* start THE RECORDS *

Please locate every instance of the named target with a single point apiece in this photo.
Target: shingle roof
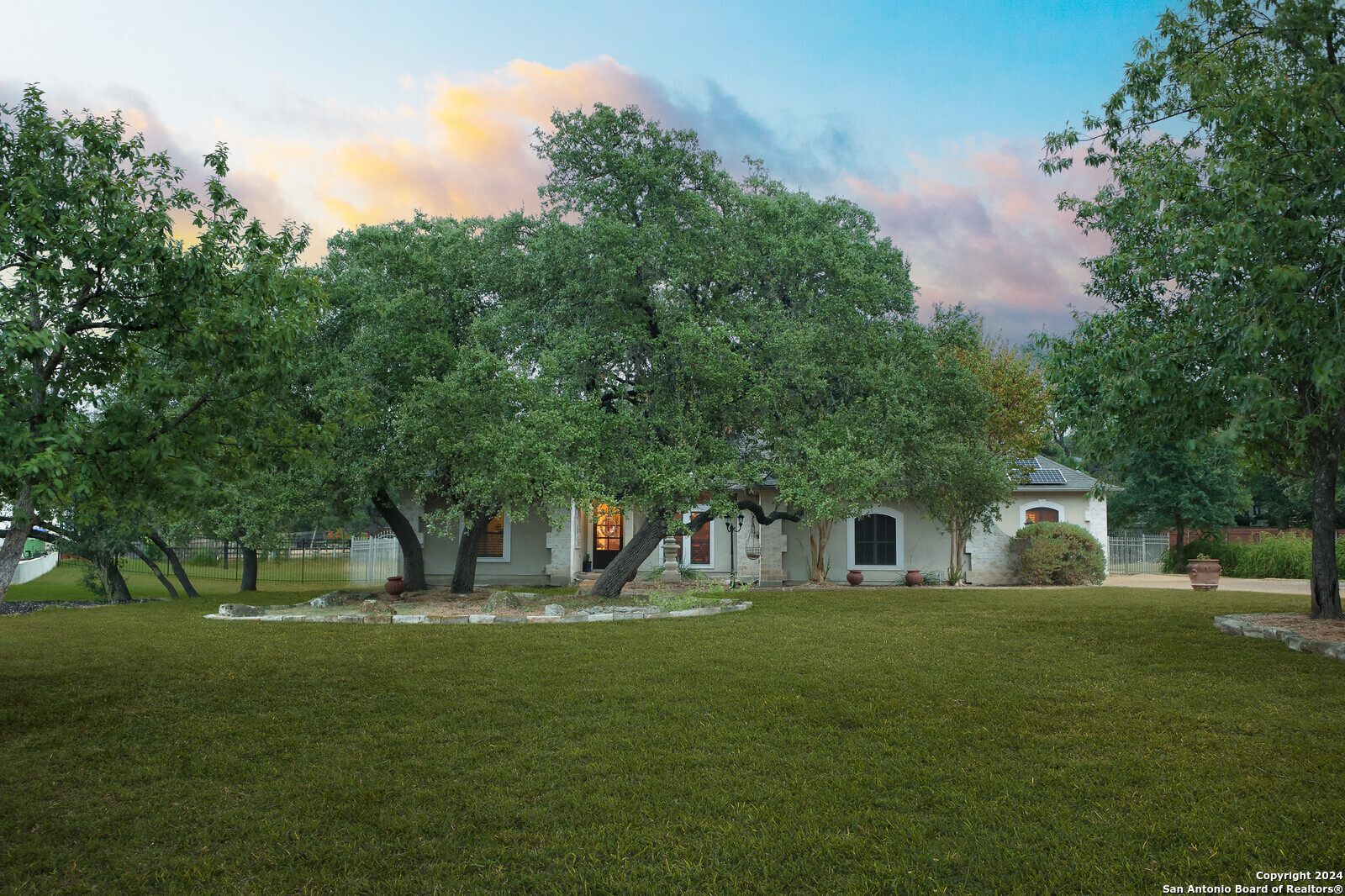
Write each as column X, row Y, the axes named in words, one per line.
column 1052, row 477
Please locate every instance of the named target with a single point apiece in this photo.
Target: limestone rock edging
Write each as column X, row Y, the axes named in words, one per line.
column 491, row 619
column 1251, row 629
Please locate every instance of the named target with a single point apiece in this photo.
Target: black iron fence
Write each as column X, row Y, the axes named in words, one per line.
column 303, row 560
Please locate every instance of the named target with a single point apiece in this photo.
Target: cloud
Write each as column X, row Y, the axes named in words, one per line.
column 981, row 226
column 978, row 221
column 466, row 150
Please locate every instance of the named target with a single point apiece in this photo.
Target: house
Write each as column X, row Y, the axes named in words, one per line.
column 549, row 549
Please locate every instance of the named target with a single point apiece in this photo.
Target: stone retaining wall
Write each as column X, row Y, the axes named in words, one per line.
column 491, row 619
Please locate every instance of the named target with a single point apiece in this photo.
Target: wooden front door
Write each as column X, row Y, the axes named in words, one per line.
column 607, row 535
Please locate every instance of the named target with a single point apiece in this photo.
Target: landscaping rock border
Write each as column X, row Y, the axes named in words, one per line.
column 609, row 614
column 1253, row 626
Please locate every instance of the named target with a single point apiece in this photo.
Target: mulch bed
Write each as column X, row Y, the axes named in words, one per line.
column 1302, row 626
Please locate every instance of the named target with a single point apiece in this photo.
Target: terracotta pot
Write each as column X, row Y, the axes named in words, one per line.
column 1204, row 573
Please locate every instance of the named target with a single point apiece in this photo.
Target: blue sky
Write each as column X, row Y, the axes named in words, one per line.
column 343, row 113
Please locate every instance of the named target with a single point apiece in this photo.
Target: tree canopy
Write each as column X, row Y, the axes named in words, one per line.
column 114, row 333
column 1174, row 486
column 719, row 326
column 1226, row 145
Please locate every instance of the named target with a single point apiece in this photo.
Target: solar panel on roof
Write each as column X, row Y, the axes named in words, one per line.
column 1046, row 477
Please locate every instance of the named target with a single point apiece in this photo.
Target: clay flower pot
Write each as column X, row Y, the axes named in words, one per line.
column 1204, row 573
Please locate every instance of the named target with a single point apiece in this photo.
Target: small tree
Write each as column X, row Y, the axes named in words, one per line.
column 1002, row 403
column 1181, row 488
column 114, row 334
column 1226, row 145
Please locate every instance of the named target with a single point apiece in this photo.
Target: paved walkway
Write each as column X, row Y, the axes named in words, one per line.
column 1264, row 586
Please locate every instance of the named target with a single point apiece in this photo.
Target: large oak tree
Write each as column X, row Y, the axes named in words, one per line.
column 1226, row 210
column 114, row 334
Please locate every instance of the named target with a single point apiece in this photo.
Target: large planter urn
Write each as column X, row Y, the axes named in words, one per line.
column 1204, row 573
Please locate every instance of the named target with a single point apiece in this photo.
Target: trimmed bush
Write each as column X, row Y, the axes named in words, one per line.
column 1060, row 555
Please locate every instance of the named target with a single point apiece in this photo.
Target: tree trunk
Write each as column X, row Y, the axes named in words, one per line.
column 118, row 591
column 249, row 577
column 414, row 557
column 175, row 562
column 818, row 539
column 154, row 567
column 1180, row 551
column 627, row 561
column 1325, row 455
column 13, row 549
column 464, row 571
column 959, row 548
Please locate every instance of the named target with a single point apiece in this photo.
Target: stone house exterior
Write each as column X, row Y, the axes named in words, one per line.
column 544, row 549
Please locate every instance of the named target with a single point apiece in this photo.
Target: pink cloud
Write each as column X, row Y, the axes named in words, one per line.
column 981, row 226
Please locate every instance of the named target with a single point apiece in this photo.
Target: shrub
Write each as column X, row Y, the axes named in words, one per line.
column 1060, row 555
column 1228, row 553
column 1284, row 556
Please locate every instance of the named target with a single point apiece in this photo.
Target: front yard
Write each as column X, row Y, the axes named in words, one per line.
column 907, row 741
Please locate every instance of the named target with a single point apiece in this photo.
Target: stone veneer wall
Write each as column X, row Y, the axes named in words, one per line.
column 992, row 562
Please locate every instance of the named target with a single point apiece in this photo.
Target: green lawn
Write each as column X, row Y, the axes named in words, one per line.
column 62, row 582
column 911, row 741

* end THE RECORDS *

TASK REQUIREMENTS ▸ Gather every line of the records above that contains the string "wall". Case counts, so match only lines where the capitalization is identical.

TASK RESULT ▸
Target: stone retaining wall
Target: stone veneer wall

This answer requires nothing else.